- **Selected text**
◆ ◆ ◆
I was sent that poem while I was dying of hepatitis and I memorized it on the spot.  God has graciously allowed me to pass it on. 

This is not the best of all possible worlds.  Voltaire was right in his book Candide but it may be the best way to the best world.  Evil has to be permitted to be defeated.  You can't defeat the champion unless you get in the ring with him.  God had to permit evil to destroy evil.  Permitting evil is necessary to produce higher good.  No courage without danger.  You can't produce patience without tribulation.

I remember a fella telling me once "JD, you need to pray for patience."  So one day I did. I had three flat tires and the transmission fell out of the car that day.  That's the last time I prayed for patience.

You don't get patience without tribulation.  No character without adversity.  No pain, no gain.  God permits evil to produce a greater good.

No forgiveness without sin.  To whom much is forgiven much is appreciated.  The best way to the best world.  This is not the best world possible.  But God is the best being possible.
◆ ◆ ◆
- **Given information**
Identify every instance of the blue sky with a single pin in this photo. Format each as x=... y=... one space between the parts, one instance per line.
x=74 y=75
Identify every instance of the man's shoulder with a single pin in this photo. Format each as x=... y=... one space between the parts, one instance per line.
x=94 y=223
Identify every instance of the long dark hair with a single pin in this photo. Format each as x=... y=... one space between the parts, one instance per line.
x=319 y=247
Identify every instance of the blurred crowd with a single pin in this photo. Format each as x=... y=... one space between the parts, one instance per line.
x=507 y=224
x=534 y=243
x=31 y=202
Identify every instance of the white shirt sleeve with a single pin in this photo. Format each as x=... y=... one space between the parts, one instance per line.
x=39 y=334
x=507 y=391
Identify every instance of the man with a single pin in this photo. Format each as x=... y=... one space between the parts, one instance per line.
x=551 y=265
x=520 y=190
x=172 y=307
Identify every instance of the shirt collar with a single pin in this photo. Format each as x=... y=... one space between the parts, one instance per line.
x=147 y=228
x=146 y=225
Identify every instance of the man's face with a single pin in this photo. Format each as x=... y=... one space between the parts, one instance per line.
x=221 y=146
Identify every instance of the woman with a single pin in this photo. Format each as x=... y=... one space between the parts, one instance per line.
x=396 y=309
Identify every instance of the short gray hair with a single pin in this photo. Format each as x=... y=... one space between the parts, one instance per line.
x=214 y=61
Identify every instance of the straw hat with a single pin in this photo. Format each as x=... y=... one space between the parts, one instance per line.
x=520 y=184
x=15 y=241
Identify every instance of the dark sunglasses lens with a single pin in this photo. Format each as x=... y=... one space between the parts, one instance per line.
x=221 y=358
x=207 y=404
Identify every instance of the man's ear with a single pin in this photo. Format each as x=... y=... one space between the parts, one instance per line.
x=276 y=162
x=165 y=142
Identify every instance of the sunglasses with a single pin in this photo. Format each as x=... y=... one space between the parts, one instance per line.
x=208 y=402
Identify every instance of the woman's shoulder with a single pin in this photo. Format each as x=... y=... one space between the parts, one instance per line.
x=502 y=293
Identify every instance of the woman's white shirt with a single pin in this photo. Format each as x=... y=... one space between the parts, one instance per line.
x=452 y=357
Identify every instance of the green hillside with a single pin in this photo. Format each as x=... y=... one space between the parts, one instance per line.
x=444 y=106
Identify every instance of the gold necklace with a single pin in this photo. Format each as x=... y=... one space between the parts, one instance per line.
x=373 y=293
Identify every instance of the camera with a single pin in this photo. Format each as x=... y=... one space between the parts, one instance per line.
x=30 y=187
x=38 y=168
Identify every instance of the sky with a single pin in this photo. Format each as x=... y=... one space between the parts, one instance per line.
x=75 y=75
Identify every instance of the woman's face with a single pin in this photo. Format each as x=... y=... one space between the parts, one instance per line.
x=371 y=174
◆ ◆ ◆
- **Exercise instructions**
**1)** According to the passage on evil and the best world, why does God permit evil?
**2)** From the passage on evil and the best world, repeat verbatim the stretch from "I was sent that" through "a greater good.".

- **Numbered responses**
**1)** Evil has to be permitted in order to be defeated, and permitting it is necessary to produce a higher good. Goods such as courage, patience and character cannot exist without danger, tribulation and adversity.

**2)**
I was sent that poem while I was dying of hepatitis and I memorized it on the spot.  God has graciously allowed me to pass it on. 

This is not the best of all possible worlds.  Voltaire was right in his book Candide but it may be the best way to the best world.  Evil has to be permitted to be defeated.  You can't defeat the champion unless you get in the ring with him.  God had to permit evil to destroy evil.  Permitting evil is necessary to produce higher good.  No courage without danger.  You can't produce patience without tribulation.

I remember a fella telling me once "JD, you need to pray for patience."  So one day I did. I had three flat tires and the transmission fell out of the car that day.  That's the last time I prayed for patience.

You don't get patience without tribulation.  No character without adversity.  No pain, no gain.  God permits evil to produce a greater good.